:: Material for this exercise

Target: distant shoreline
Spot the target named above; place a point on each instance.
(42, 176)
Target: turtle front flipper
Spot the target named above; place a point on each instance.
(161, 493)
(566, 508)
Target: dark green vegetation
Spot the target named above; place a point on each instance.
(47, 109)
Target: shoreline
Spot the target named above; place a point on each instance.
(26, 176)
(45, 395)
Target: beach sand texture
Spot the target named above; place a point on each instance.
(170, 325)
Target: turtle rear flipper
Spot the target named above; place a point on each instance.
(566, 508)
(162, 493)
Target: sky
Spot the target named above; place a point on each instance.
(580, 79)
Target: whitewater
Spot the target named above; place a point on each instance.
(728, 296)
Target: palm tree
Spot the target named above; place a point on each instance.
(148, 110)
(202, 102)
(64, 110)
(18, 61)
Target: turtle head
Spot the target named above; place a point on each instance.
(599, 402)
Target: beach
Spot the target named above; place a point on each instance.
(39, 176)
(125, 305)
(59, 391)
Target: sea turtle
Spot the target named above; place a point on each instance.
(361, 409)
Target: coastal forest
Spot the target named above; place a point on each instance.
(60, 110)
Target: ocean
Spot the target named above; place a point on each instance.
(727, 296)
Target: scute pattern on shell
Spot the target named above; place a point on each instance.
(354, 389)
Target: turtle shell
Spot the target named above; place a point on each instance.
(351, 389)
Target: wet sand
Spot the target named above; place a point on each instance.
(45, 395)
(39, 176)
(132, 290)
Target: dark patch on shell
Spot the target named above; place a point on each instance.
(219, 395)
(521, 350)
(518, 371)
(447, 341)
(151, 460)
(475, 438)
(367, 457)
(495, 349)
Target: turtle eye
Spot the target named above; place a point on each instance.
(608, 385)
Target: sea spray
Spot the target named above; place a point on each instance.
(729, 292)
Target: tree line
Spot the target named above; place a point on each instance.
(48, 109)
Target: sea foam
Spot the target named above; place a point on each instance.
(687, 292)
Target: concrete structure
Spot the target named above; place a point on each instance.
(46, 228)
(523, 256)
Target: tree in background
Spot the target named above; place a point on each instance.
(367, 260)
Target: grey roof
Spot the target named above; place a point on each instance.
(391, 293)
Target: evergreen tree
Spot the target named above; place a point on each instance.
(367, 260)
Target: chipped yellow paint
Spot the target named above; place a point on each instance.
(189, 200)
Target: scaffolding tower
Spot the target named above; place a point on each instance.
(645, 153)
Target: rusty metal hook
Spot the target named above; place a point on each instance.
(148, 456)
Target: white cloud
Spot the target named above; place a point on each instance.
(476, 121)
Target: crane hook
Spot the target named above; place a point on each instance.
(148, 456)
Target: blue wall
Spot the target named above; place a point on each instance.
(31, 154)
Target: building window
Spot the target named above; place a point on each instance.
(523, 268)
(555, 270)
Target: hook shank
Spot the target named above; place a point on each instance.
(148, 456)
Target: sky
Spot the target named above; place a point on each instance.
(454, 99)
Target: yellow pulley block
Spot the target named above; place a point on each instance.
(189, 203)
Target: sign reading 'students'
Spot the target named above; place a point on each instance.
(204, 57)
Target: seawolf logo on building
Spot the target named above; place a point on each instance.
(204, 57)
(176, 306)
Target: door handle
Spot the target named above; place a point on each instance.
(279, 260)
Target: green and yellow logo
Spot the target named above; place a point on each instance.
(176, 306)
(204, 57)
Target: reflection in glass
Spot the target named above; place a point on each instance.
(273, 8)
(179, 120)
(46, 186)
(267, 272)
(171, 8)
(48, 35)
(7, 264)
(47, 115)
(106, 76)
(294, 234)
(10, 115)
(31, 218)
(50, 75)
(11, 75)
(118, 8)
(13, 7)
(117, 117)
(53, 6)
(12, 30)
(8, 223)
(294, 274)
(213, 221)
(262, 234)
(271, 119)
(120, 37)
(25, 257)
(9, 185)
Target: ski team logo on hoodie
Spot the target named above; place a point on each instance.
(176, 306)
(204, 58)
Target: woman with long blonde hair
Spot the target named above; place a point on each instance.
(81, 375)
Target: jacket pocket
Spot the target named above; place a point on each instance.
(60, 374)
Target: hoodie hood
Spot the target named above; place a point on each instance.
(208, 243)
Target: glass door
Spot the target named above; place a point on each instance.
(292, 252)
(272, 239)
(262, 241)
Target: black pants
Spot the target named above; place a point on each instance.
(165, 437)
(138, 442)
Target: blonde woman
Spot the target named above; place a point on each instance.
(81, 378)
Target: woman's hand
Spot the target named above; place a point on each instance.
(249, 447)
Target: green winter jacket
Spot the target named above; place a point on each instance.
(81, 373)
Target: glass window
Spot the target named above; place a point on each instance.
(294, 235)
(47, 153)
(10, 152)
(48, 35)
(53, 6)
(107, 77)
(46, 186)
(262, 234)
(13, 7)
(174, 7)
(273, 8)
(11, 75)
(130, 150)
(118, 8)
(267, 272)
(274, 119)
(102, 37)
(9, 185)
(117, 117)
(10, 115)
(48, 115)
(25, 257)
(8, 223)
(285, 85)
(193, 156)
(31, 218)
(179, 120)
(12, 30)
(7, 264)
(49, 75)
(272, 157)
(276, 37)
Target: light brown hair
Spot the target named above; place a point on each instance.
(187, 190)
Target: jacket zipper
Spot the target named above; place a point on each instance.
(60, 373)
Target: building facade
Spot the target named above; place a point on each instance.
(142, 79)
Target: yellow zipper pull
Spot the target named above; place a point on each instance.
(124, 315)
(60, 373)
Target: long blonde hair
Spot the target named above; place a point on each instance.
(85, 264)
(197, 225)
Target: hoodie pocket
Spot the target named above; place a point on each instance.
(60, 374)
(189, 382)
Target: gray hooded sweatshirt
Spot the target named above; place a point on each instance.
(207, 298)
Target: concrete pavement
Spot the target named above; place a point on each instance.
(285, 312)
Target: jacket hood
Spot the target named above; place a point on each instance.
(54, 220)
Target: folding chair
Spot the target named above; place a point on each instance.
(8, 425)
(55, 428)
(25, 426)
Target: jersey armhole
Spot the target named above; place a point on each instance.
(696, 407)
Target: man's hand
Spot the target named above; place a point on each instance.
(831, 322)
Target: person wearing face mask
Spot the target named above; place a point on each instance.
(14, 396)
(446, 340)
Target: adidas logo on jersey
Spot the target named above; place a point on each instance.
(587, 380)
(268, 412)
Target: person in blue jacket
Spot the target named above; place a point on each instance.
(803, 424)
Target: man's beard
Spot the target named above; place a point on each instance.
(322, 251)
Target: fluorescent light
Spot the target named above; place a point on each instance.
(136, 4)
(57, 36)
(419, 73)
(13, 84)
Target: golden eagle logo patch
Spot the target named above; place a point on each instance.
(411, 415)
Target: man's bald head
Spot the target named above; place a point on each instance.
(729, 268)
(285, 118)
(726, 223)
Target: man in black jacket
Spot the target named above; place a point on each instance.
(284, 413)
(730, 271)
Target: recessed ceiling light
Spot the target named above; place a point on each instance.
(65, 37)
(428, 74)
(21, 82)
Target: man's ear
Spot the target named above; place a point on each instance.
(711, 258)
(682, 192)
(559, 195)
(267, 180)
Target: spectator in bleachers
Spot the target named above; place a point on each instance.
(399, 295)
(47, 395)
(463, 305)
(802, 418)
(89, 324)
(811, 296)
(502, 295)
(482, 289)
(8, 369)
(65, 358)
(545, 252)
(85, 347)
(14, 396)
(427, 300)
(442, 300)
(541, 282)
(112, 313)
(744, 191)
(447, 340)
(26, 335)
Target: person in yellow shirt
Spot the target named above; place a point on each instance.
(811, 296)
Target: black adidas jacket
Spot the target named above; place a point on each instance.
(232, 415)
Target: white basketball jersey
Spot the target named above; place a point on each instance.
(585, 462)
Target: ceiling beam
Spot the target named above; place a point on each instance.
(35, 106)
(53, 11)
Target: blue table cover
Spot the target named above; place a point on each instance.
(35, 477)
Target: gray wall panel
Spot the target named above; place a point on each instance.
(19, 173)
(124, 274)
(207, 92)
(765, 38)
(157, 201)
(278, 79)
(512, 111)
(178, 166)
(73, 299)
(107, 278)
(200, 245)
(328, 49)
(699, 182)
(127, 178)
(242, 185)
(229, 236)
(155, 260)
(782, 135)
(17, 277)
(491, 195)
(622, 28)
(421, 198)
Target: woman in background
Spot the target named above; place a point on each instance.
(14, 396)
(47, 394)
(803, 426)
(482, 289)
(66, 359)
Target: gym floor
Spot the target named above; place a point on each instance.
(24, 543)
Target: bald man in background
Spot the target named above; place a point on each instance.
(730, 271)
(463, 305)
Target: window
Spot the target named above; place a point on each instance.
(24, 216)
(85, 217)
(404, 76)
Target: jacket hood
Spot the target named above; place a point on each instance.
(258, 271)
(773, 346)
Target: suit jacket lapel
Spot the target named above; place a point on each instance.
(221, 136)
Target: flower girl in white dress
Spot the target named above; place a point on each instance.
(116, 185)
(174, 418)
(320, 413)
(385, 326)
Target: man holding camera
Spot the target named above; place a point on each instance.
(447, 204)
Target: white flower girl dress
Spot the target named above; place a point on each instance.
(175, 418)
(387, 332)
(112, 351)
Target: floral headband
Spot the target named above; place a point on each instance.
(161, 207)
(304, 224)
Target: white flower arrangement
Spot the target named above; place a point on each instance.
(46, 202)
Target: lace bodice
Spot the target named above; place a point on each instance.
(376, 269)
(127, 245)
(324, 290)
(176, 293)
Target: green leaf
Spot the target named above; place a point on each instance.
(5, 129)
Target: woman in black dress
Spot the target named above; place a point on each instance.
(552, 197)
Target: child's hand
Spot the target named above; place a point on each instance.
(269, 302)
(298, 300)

::::

- _Aim of the task_: Retype the records above exactly, from their first line through the line that contains "Target: turtle eye", and stop there.

- _Response to the task_:
Target: distant shoreline
Spot the target named above; place a point on each instance.
(42, 176)
Target: turtle front flipper
Spot the target named above; place a point on each instance.
(161, 493)
(566, 508)
Target: dark green vegetation
Spot the target named above; place a point on each instance.
(47, 109)
Target: shoreline
Spot the target named above; place a point on each instance.
(26, 176)
(45, 395)
Target: beach sand texture
Spot the target named above; place a point on each instance.
(170, 325)
Target: turtle rear flipper
Spot the target named above; place a point on each instance.
(566, 508)
(162, 493)
Target: sky
Spot the target named above; place a point on each instance.
(580, 79)
Target: whitewater
Spot the target named above; place a point on each instance.
(728, 296)
Target: palm tree
Spot the target named above; place a point on each instance.
(148, 110)
(202, 102)
(64, 110)
(18, 61)
Target: turtle head
Spot the target named above; place a point on each instance.
(599, 402)
Target: beach
Spot the target named above; place a point on each instance.
(39, 176)
(125, 305)
(59, 391)
Target: sea turtle
Spot the target named above; place a point on each instance.
(361, 409)
Target: coastal forest
Spot the target named above; place a point on each instance.
(60, 110)
Target: ocean
Spot the target named above; place a point on each instance.
(727, 296)
Target: scute pattern on shell
Spot the target named above; place a point on each instance.
(354, 389)
Target: turtle shell
Spot the target named above; place a point on each instance.
(351, 389)
Target: wet sand
Spot the target named above; place a point on each instance.
(45, 395)
(39, 176)
(132, 290)
Target: dark patch on shell
Spot the target named above; place a point on each instance.
(219, 395)
(521, 350)
(518, 371)
(447, 341)
(151, 460)
(475, 438)
(367, 457)
(495, 349)
Target: turtle eye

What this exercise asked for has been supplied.